Texto de lectura:

++++++++++

El ejecutivo mexicano está centralizando la fuerza pública y, en términos efectivos, reduciéndola y militarizándola. Un Estado militarista implica un número grande de efectivos militares en funciones, este no es el caso de México; un Estado que substituye la fuerza pública civil por fuerza militar implica una subordinación del aparato administrativo y de la sociedad al orden marcial, a condiciones de excepción que se vuelven condición permanente, este tampoco; un Estado que crea una Guardia Militar Nacional signada por la integración de miembros de la policía que no contaban con formación ni derechos militares va dejando en el camino un reguero de inequidades, abusos, vejaciones y va generando un ente conflictivo en sí mismo, con fuerzas opositoras dentro y fuera, ni es militarista en sentido pleno, ni de eficacia asombrosa, este es nuestro caso.

++++++++++

Información extraída:
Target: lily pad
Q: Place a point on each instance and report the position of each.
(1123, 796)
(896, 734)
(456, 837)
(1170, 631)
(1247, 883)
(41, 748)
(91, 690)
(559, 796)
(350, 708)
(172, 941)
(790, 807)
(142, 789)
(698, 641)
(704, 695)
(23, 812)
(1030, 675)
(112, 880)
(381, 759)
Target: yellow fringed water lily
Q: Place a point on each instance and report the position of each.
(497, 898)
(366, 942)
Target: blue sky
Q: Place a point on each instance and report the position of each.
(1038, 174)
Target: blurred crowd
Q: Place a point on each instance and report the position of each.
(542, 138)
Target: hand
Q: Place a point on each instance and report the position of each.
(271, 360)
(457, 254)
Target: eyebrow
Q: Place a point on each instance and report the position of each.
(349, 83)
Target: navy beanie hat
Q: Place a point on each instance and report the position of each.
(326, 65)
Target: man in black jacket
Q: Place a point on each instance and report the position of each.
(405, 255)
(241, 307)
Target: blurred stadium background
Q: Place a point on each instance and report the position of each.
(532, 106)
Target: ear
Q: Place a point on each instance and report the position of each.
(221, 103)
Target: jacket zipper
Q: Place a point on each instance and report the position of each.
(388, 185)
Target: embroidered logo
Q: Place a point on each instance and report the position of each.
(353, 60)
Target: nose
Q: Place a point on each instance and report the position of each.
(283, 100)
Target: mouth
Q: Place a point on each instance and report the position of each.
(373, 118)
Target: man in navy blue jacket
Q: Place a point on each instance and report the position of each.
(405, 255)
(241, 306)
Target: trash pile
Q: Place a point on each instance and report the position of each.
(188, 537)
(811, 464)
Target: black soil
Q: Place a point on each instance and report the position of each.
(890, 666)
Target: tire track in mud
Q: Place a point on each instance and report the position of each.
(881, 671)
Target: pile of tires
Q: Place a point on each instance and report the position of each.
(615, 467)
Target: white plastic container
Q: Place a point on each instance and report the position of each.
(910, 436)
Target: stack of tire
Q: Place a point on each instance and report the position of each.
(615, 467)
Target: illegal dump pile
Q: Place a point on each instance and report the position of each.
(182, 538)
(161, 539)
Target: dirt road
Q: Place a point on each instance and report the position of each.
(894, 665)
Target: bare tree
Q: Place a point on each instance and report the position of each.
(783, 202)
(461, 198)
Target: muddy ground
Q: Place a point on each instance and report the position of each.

++++++++++

Ejercicios por resolver:
A) Según el texto sobre la fuerza pública, ¿qué está haciendo el ejecutivo mexicano con ella?
B) Reescribe todo el fragmento del texto sobre la fuerza pública que va desde "El ejecutivo mexicano" hasta "es nuestro caso.", pero sustituye "Guardia Militar Nacional" por "Guardia Nacional".
C) Resume, por favor, el texto sobre la fuerza pública en dos oraciones.

Problemas resueltos:
A) La está centralizando y, en términos efectivos, reduciéndola y militarizándola.

B)
El ejecutivo mexicano está centralizando la fuerza pública y, en términos efectivos, reduciéndola y militarizándola. Un Estado militarista implica un número grande de efectivos militares en funciones, este no es el caso de México; un Estado que substituye la fuerza pública civil por fuerza militar implica una subordinación del aparato administrativo y de la sociedad al orden marcial, a condiciones de excepción que se vuelven condición permanente, este tampoco; un Estado que crea una Guardia Nacional signada por la integración de miembros de la policía que no contaban con formación ni derechos militares va dejando en el camino un reguero de inequidades, abusos, vejaciones y va generando un ente conflictivo en sí mismo, con fuerzas opositoras dentro y fuera, ni es militarista en sentido pleno, ni de eficacia asombrosa, este es nuestro caso.

C) El ejecutivo mexicano está centralizando la fuerza pública y, en términos efectivos, reduciéndola y militarizándola, aunque México no es un Estado militarista en sentido pleno. Al crear una Guardia Militar Nacional con policías que no contaban con formación ni derechos militares, va dejando inequidades, abusos y vejaciones, y genera un ente conflictivo que tampoco es de eficacia asombrosa.